▶ Work required:
Pick up the grammar discussion after its last sentence and keep it going in the same voice.

Proper English would be, laid, the past tense of lie, as in, "He laid down and took a nap earlier this afternoon."
But this is really a niggle.
Please, PhotoMeister, do NOT take offense. We just are better at proper use of English than most people. What I especially HATE is the overuse of the word "that" by newscasters and TV reporters, people who should have been better educated in the use of English, when they should use the more proper words "who," or "which," depending on whether they are talking about persons or things.
Or, for that matter, the overuse, in print, of dashes, when commas, ellipses, semicolons or even a period would be so much better.
And just to help anyone reading this, there's a small app called Grammerly to help with spelling which I find tremendously helpful. Google it to find out more about it.
I appreciate your efforts to help authors improve their writing skills. When I taught college I would do a basic writing workshop to point out some common errors in college papers. What I found to be the most effective tool, however, was to have the student read their paper out loud to themselves. In doing so, it forced a student to slow down and read it word for word instead of letting their mind insert or change words that were not on the page, which they did when they read it silently to themselves. The ear will pick up many of the mistakes that the eye will gloss over. In addition, it will help an author catch an awkwardly phrased sentence. Finally, if possible, have another person read the work before submitting it. Even if they don't know grammar, they will often be able to recognize when an idea or the idea's presentation is missing something. Once again, it is obvious to the author what he or she is trying to say, but it might not be clear to a reader. Authors need to remember that they can have a fantastic idea for a story, but a poor presentation will destroy that great idea's chance at becoming anything worthwhile. You might as well do a Charlie Brown smudge and go for a picture saying your 1000 words. Thanks for your contributions to the site and all the other authors who do so. It takes a lot of courage to put something very personal out to the general public for consumption. I might not like the story or the grammar, but I do respect a person's efforts. It is unfortunate that the commentators on this site often forget this common courtesy. PS, I'm sorry I'm doing this post as anonymous. I don't have the courage I used to have due to health issues.

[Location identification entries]
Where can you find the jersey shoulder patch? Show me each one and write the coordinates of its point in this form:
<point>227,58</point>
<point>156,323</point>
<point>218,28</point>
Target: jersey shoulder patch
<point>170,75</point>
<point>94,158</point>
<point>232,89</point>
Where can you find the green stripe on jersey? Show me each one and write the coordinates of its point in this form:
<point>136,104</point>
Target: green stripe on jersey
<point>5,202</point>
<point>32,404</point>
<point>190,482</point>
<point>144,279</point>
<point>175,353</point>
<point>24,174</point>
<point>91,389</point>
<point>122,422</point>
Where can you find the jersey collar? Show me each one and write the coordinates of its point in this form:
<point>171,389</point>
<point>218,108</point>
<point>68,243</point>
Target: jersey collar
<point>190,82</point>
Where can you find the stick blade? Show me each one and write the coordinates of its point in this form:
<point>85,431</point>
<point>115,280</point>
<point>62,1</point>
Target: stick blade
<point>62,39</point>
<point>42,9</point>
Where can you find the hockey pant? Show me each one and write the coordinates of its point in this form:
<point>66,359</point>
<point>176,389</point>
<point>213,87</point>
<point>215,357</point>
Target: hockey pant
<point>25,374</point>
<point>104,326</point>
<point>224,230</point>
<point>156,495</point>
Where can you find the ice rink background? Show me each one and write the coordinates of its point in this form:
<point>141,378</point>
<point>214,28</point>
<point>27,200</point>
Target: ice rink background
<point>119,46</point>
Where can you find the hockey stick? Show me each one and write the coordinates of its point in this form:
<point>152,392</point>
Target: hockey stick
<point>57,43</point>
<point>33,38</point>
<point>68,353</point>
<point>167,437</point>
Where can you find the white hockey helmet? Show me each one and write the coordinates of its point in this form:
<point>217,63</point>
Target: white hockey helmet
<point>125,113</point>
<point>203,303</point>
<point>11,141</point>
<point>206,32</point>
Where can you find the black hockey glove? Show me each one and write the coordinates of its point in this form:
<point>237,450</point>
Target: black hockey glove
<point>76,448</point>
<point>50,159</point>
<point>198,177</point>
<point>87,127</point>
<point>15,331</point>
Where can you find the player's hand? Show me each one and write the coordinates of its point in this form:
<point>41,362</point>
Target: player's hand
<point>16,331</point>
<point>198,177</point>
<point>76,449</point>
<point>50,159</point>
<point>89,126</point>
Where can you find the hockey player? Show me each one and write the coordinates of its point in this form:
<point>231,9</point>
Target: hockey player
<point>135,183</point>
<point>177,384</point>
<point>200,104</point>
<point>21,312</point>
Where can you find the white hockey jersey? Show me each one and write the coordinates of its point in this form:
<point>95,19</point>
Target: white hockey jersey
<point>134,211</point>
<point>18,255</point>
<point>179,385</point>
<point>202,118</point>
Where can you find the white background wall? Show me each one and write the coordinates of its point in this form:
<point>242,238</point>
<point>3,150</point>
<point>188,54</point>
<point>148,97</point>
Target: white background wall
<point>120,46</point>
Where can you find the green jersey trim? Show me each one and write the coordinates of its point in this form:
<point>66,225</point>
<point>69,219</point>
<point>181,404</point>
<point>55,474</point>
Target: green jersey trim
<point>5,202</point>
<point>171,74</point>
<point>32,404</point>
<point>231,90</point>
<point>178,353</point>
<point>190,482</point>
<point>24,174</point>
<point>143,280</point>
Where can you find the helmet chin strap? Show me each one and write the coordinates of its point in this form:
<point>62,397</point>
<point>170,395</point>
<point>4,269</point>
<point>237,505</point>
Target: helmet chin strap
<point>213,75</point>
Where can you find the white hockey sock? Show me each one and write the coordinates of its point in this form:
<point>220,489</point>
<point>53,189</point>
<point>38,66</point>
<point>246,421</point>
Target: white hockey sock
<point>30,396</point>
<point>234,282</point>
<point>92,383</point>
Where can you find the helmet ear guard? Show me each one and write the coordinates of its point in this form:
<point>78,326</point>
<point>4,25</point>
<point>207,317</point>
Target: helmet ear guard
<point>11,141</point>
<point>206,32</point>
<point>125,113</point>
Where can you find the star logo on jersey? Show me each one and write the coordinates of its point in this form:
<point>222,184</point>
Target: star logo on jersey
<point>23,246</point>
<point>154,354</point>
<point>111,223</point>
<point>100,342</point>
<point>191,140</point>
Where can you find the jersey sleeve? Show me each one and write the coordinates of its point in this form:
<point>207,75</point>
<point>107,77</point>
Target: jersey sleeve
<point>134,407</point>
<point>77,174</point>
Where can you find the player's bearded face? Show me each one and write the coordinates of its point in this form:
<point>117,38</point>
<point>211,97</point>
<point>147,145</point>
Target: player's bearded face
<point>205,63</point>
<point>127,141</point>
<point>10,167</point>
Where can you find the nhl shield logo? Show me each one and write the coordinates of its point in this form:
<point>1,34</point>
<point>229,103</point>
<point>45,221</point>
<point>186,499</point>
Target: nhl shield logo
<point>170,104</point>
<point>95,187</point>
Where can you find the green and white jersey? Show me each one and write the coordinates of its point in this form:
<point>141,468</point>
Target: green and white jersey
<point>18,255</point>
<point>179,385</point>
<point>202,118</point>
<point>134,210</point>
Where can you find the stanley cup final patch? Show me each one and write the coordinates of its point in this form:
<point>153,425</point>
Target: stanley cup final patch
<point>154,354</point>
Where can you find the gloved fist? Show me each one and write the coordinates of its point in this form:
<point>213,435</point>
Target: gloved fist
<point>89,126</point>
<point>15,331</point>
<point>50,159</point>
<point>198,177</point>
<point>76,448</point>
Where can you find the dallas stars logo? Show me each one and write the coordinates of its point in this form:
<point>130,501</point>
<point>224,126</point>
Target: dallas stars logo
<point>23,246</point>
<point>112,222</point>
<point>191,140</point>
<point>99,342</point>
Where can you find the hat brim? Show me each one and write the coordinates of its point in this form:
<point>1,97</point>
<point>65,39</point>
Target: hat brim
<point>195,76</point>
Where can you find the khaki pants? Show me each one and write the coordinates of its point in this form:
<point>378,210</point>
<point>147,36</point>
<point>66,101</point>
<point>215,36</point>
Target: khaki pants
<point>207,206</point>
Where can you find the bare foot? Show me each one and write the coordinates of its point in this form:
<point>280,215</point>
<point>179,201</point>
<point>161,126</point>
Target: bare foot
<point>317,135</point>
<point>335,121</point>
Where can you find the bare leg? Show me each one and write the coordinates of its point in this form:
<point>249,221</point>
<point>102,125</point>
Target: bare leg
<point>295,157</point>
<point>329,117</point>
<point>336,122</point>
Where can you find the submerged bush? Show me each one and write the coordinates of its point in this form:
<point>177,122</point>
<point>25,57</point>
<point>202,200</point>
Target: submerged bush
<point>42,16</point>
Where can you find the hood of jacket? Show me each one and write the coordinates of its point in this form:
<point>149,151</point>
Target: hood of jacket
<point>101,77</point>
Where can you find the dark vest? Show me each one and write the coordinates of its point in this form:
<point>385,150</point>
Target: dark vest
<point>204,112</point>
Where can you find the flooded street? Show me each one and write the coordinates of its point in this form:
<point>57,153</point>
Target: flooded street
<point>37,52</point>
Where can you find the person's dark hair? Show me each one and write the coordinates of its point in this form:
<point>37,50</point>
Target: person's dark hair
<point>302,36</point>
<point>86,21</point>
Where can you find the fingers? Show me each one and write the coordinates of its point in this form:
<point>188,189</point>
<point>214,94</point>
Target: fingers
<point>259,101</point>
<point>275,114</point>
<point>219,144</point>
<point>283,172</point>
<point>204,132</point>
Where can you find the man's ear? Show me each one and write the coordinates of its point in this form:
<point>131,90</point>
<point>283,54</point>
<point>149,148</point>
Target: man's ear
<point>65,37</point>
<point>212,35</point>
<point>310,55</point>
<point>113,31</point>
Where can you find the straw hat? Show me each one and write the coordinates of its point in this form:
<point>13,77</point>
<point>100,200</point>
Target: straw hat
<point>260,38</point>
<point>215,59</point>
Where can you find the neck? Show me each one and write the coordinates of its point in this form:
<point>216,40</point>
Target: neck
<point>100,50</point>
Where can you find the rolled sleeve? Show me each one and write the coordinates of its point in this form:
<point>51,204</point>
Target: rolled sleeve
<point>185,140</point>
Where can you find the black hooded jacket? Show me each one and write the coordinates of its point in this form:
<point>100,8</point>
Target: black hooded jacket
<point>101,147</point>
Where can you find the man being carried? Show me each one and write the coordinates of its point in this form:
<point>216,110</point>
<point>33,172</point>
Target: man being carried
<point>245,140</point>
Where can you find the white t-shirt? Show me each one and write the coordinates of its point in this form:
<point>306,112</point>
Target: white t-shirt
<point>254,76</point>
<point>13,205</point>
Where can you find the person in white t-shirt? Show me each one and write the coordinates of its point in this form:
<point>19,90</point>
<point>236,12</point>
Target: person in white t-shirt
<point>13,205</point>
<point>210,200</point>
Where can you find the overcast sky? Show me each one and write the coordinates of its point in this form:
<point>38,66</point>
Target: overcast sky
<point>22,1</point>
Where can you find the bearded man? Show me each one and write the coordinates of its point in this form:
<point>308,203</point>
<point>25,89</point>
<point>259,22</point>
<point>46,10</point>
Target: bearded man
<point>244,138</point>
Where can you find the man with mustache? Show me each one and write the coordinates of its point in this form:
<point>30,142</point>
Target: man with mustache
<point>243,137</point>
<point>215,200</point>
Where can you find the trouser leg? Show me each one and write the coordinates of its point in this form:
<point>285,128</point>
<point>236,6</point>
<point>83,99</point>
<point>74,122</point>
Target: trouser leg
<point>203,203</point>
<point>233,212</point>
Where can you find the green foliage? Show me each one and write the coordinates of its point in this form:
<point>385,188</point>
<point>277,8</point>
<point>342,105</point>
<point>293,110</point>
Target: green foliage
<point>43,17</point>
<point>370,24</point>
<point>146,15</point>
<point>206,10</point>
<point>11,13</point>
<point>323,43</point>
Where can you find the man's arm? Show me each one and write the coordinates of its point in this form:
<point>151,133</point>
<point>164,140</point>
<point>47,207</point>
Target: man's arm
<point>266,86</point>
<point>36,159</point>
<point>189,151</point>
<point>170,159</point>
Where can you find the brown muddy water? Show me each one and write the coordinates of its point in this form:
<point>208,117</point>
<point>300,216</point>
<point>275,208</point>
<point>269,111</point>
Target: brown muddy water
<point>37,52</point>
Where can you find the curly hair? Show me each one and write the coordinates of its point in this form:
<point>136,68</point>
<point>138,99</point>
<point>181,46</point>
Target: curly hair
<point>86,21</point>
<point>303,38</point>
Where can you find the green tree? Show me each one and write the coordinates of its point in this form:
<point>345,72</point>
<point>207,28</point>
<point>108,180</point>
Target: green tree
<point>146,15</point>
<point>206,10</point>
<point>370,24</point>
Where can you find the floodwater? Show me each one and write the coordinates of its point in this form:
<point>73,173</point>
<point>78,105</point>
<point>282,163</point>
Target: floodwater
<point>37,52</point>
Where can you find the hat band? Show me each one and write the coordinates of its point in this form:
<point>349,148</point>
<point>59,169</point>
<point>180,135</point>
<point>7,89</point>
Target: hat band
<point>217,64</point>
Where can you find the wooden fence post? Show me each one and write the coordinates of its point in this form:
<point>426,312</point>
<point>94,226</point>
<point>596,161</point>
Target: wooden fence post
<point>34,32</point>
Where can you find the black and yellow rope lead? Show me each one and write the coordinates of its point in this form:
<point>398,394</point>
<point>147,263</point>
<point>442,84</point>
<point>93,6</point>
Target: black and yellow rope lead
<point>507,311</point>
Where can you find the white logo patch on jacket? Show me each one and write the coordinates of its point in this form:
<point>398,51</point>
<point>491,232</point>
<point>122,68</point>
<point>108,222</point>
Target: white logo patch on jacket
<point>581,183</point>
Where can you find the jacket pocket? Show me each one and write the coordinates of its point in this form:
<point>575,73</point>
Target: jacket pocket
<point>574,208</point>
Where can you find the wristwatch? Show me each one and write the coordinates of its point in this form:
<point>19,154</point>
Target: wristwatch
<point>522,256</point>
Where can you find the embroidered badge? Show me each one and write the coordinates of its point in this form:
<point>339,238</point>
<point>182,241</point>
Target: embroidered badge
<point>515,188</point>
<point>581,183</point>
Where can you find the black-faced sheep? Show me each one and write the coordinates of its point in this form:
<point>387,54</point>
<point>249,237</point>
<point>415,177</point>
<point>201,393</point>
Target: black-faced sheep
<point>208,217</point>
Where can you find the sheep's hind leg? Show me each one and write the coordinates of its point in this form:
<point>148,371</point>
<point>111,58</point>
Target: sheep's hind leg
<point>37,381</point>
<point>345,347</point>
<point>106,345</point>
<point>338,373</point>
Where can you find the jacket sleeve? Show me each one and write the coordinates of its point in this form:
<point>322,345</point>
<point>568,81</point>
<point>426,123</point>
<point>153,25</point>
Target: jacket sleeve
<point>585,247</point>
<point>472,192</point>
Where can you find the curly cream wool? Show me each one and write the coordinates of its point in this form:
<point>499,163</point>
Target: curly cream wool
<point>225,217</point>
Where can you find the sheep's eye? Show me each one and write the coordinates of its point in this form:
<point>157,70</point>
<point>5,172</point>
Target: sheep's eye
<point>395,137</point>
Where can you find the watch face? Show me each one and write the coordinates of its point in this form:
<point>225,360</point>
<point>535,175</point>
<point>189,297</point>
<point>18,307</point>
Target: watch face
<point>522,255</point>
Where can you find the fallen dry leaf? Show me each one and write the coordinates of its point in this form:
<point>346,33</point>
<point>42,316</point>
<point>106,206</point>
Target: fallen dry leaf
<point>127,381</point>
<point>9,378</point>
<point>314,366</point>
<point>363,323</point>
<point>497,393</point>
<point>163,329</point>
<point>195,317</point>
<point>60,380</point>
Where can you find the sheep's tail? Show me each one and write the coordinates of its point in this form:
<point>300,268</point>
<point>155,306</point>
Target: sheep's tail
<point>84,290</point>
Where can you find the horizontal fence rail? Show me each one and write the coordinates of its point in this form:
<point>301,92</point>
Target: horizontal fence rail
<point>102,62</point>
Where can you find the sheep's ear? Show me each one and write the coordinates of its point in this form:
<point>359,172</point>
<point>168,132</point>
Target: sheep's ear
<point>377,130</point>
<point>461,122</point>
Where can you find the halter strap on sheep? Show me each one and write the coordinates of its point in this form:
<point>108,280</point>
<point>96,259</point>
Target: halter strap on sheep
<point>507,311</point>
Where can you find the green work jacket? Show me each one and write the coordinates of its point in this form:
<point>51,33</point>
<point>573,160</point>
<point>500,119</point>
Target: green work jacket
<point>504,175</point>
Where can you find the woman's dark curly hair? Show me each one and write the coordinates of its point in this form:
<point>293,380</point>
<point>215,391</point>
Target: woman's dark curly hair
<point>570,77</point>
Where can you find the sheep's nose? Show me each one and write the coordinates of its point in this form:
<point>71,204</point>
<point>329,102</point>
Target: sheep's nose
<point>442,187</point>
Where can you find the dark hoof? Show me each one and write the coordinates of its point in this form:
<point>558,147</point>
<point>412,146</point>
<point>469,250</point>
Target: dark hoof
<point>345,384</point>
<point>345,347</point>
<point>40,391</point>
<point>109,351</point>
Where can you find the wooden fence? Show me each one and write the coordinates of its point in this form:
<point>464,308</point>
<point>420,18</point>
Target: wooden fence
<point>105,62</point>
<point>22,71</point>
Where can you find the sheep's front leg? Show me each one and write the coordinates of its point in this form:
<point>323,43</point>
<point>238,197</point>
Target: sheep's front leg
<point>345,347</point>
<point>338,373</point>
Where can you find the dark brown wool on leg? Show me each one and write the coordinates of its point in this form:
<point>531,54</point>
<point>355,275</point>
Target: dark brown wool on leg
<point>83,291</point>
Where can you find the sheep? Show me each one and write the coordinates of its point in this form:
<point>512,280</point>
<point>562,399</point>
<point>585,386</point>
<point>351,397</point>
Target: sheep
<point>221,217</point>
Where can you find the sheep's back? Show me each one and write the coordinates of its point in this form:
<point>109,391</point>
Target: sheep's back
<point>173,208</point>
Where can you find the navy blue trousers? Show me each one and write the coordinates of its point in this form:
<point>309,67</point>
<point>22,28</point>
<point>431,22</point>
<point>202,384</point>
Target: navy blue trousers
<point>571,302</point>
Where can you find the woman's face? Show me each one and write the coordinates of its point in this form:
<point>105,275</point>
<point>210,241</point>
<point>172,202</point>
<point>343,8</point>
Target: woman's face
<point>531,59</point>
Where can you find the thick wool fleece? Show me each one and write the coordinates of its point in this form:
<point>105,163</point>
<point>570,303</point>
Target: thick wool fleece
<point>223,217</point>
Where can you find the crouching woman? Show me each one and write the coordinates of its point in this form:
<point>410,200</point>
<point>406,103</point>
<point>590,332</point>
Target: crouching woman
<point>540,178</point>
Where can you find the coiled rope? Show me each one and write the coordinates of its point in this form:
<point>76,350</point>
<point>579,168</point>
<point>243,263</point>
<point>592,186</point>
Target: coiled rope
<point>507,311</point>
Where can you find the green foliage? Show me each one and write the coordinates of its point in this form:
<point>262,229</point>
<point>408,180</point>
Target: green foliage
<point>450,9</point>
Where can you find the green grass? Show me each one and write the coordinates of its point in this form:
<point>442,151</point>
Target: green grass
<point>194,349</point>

▶ Reply to the exercise:
For some reason the following are often misused...
Father...farther...further
Bother...brother
Bought...brought
Though...thorough...tough
An...and
Lie.,.lay...lain. And lay...laid...laid
Set...sit...sat
Most...almost
No...know
And, yes, I know there are many more.
"concious" in your macro is itself misspelt, s/b "conscious"
In many stories, here in "L", writers over use "I" and "he" and "she" and underuse "me" and "him" and "her", that is, they write "Give it to she and I" rather than "give it to her and me". If the folks mentioned are the subject of a verb (active), it is "I", "he", "she", but if they are receiving action as the object of a verb or preposition ("I hit him", not "I hit he"; and "give it to me" not "give it to I" (also the harder to HEAR case: "Tiger gave it to George and Judy and me" rather than "Tiger gave it to George and Judy and I" (which is harder to HEAR because the "to" is so far from the "me" (or the "I").
Other commenters have mentioned the difference between the "lie, lay, lain" system which is the do-it-yourself repose: "I lie down" as opposed to the "lay, laid, laid" system which is the do-it-to-something-else placement: "I lay it on the table".
Tricks to lknow, also. And tHERE is a place, like HERE. But you hEAR with your EAR. Several easy tricks like those can also help
'Tact' vs. 'tack' is also frequently misused.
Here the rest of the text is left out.